#### DATA FOR REVIEW ####
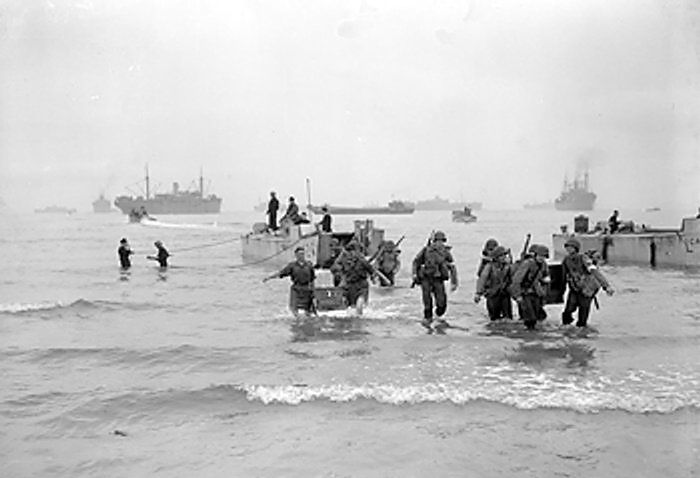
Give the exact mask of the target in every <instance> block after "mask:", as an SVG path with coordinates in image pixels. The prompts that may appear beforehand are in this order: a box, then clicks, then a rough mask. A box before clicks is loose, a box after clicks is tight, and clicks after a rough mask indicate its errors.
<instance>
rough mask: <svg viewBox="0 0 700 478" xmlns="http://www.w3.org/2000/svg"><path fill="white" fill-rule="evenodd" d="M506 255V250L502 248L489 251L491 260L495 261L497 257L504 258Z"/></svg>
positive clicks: (499, 247) (506, 249)
mask: <svg viewBox="0 0 700 478" xmlns="http://www.w3.org/2000/svg"><path fill="white" fill-rule="evenodd" d="M506 254H508V249H506V248H505V247H503V246H496V247H494V248H493V250H492V251H491V258H493V259H495V258H497V257H500V256H504V255H506Z"/></svg>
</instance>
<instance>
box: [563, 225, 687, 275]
mask: <svg viewBox="0 0 700 478" xmlns="http://www.w3.org/2000/svg"><path fill="white" fill-rule="evenodd" d="M570 237H575V238H576V239H578V240H579V241H580V242H581V250H582V252H584V251H593V250H595V251H597V252H598V253H600V255H601V257H602V258H603V260H605V261H606V263H608V264H612V265H616V264H620V265H622V264H632V265H651V266H670V267H700V219H691V218H688V219H684V220H683V224H682V227H681V229H680V230H656V231H655V230H647V231H643V232H635V233H620V234H575V235H571V234H553V235H552V243H553V246H554V257H555V259H557V258H558V259H563V257H564V256H565V255H566V251H565V250H564V243H565V242H566V241H567V239H569V238H570Z"/></svg>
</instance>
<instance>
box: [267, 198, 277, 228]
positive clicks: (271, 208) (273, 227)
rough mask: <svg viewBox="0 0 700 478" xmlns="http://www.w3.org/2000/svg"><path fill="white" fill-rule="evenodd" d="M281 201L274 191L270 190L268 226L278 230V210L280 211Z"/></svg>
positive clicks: (268, 206)
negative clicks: (277, 228)
mask: <svg viewBox="0 0 700 478" xmlns="http://www.w3.org/2000/svg"><path fill="white" fill-rule="evenodd" d="M279 208H280V202H279V200H278V199H277V196H276V195H275V192H274V191H271V192H270V201H269V202H268V203H267V215H268V221H267V226H268V227H269V228H270V230H271V231H276V230H277V211H279Z"/></svg>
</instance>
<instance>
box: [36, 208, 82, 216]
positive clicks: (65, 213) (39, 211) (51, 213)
mask: <svg viewBox="0 0 700 478" xmlns="http://www.w3.org/2000/svg"><path fill="white" fill-rule="evenodd" d="M34 212H36V213H40V214H75V213H76V212H77V211H76V209H74V208H68V207H63V206H46V207H44V208H41V209H34Z"/></svg>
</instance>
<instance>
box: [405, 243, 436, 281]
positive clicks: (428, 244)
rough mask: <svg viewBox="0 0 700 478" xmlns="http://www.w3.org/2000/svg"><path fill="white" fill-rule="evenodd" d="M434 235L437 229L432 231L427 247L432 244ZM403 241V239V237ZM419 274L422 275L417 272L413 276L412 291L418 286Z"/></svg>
mask: <svg viewBox="0 0 700 478" xmlns="http://www.w3.org/2000/svg"><path fill="white" fill-rule="evenodd" d="M434 235H435V229H433V230H432V231H430V235H429V236H428V241H427V242H426V244H425V247H428V246H429V245H430V244H432V242H433V236H434ZM401 239H403V237H402V238H401ZM419 254H420V253H419ZM418 267H420V266H418ZM419 273H420V271H418V270H416V273H415V274H414V275H413V280H412V281H411V289H413V288H414V287H415V286H416V285H417V284H418V275H419Z"/></svg>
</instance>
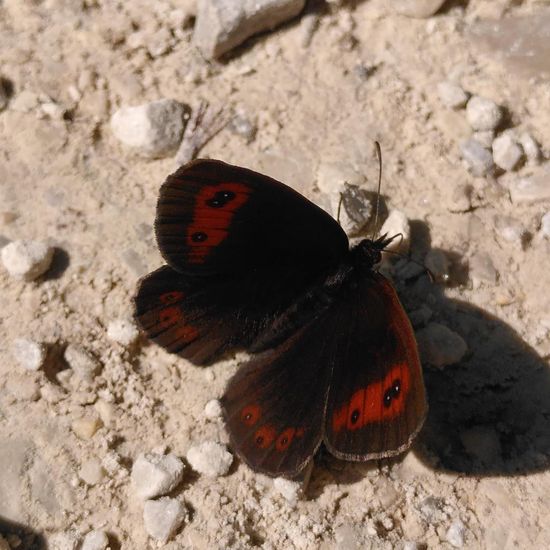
####
**THE PROBLEM**
Return each line of the data above that contains the string "positive", treating uppercase and lowercase as different.

**RESPONSE TO THIS EXERCISE**
positive clicks: (499, 247) (506, 249)
positive clicks: (271, 208) (273, 227)
positive clicks: (268, 206)
positive clicks: (65, 213) (39, 211) (51, 213)
positive clicks: (428, 244)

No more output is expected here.